**Task list**
[A] Name every court case cited by name in the passage on the SCE subcontract dispute.
[B] In the passage on the SCE subcontract dispute, condense the paragraph beginning "According to SCE, the term" into a short bulleted list that keeps its main facts.
[C] Extend the passage on the SCE subcontract dispute, continuing from its final sentence.

SCE's argument is based on the following language within Article 3 of the Subcontract, entitled "Schedule of Subcontractor's Work":
1. [SCE] knows that [MBC] must complete the work of the Prime Contract on or before September 15, 2018, and it is therefore understood and agreed that that the Subcontract Work shall be entirely completed on or before September 15, 2018 (Subcontract Completion Date) and to that end [SCE] will perform the amount of Work that is necessary to permit [MBC] and other subcontractors to complete their work in the time allowed under the Prime Contract.
2. [SCE] agrees to perform its Work in the sequence and within the time specified in the construction schedule for this Project as prepared and as revised from time to time by [MBC]. [MBC] shall have the right to determine the time, order and priority in which the various parts of the Subcontract Work shall be performed.
According to SCE, the term "Project" is defined in the Subcontract as pertaining to the entire renovation Project (see Subcontract at 1),[FN6] and OGS failed to supply a Baseline Schedule reflecting the work of all three prime contractors until December 2018, more than 16 months following SCE's termination. SCE argues that the absence of a Baseline Schedule hampered its ability to create a recovery schedule and left MBC unable "to establish that SCE was delaying the Project" (NYSCEF Doc No. 431 at 13).
In interpreting the Subcontract, the Court must be "guided by basic principles of contract interpretation which instruct that a contract should be construed to give effect to the parties' intent as gleaned from the four corners of the document itself, provided that its terms are clear and unambiguous" (Elmira Teachers' Assn. v Elmira City School Dist., 53 AD3d 757, 759 [3d Dept 2008], lv denied 11 NY3d 709 [2008]).
"[A] contract should be interpreted according to its plain and ordinary meaning and in such a manner as to give effect to all of its provisions" (id. [citations omitted]). "[E]xcessive emphasis is not placed upon particular words or phrases" (South Rd. Assoc., LLC v International Bus. Machs. Corp., 4 NY3d 272, 277 [2005]), and "[p]articular words should be considered, not as if isolated from the context, but in the light of the obligation as a whole and the intention of the parties as manifested thereby" (Atwater & Co. v Panama R.R. Co., 246 NY 519, 524 [1927]).
As MBC correctly observes, the Subcontract does not even refer to a Baseline Schedule, much less make OGS's preparation and delivery of a Baseline Schedule a condition precedent to MBC's right to insist that SCE timely perform its work (see NYSCEF Doc No. 494 at 8-9). Rather, the plain language of Article 3 obliged SCE to perform its work in accordance with a schedule "as prepared and as revised from time to time by [MBC]" (Subcontract, art 3, § 2).

**Recorded data**
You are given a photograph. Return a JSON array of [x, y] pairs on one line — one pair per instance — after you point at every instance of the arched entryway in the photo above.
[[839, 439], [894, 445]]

**The responses**
[A]
- Elmira Teachers' Assn. v Elmira City School Dist.
- South Rd. Assoc., LLC v International Bus. Machs. Corp.
- Atwater & Co. v Panama R.R. Co.

[B]
- SCE states that the Subcontract defines "Project" as the entire renovation Project.
- OGS did not supply a Baseline Schedule covering the work of all three prime contractors until December 2018, more than 16 months after SCE's termination.
- SCE argues that the lack of a Baseline Schedule hampered its ability to create a recovery schedule and left MBC unable to establish that SCE was delaying the Project.

[C]
The Subcontract gave MBC "the right to determine the time, order and priority" in which SCE's work was to be performed (id.), and SCE was obliged to perform its work at a rate [*4]sufficient to allow MBC to complete the entire Prime Contract within the time allotted by OGS (see id., § 1).[FN7] And if SCE failed "to supply materials or workers so as to progress its Work in accordance with [MBC's] schedule," MBC could take over SCE's work (id., art 7, § 9).
Moreover, contrary to the arguments now being advanced by its counsel, SCE's corporate representative, Nate Butler, fully acknowledged in his deposition that "the schedule that [MBC] was to be completing as per their [Prime C]ontract with OGS and the schedule [SCE] had [with MBC], were two different schedules" (NYSCEF Doc No. 497 at 58-59, 141; cf. Bast Hatfield, Inc. v Joseph R. Wunderlich, Inc., 78 AD3d 1270, 1274 [3d Dept 2010]).
The Court therefore rejects SCE's contention that the "only schedule [it] was contractually bound to follow was the [Baseline Schedule]" (NYSCEF Doc No. 565 at 4). The Subcontract obliged SCE to perform under a schedule established by MBC, and the Notice of Default was issued based on SCE's failure to adhere to that contractual obligation.[FN8]
4. Yellow GlueNext, SCE argues that the discovery of "Yellow Glue" was an unforeseen field condition that entitled it to an equitable extension of time (NYSCEF Doc No. 431 at 13), thereby rendering it improper for MBC to have relied "upon the delay caused by the Yellow Glue removal in its decision to terminate SCE" (id. at 15).
A primary component of SCE's abatement work was the removal and disposal of asbestos fireproofing material (see NYSCEF Doc No. 495, ¶ 6). SCE claims that it discovered a Yellow Glue substance underneath the fireproofing material in or about March 2017 (see id., ¶ 15). MBC vigorously disputes the timing of the discovery, asserting that the parties "discovered a yellow glue material . . . underneath the asbestos fireproofing material on the structural steel and metal decking in the building, in or around July of 2017" (id.).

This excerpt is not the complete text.